Records from a data collection
■ ■ ■ ■ ■

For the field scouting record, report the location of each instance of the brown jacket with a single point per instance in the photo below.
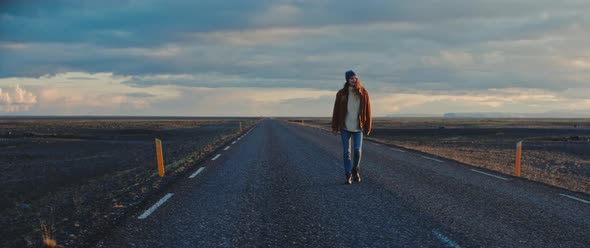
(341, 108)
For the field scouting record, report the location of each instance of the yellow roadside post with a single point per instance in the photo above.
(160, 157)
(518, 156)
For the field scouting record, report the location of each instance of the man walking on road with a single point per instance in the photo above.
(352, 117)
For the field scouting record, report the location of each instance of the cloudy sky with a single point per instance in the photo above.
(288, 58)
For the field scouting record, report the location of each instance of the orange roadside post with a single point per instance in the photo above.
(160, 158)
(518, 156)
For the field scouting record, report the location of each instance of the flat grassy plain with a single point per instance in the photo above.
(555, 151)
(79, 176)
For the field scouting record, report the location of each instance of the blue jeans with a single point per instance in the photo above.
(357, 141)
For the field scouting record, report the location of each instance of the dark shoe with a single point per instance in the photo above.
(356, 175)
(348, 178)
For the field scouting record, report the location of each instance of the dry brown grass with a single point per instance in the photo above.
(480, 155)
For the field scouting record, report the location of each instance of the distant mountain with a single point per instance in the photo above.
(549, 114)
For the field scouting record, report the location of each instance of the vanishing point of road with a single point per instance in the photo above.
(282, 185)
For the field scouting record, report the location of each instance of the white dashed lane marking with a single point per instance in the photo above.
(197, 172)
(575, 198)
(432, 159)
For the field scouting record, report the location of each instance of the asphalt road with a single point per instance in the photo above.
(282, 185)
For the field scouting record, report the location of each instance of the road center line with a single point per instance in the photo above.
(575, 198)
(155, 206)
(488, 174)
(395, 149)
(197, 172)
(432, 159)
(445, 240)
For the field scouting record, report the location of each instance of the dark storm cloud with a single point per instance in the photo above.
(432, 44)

■ ■ ■ ■ ■

▸ Problem: Reproduce the part of the listing that starts at the line containing "of the white" and continues through the end of the listing, copying every line unchanged.

▸ Correct result:
For the field scouting record, report the location of each instance of the white dashed lane marking with a single point per instance in the photo above.
(197, 172)
(575, 198)
(432, 159)
For the field scouting record, report the location of each instance of the asphalt road with a single point per instance in the photo above.
(282, 185)
For the field scouting record, report the location of each instance of the road center line with a single point per instance in the photo above.
(575, 198)
(155, 206)
(488, 174)
(395, 149)
(197, 172)
(432, 159)
(445, 240)
For the field scouting record, report the location of each instance of the dark storm cloud with a single point per instance in the photo above.
(432, 44)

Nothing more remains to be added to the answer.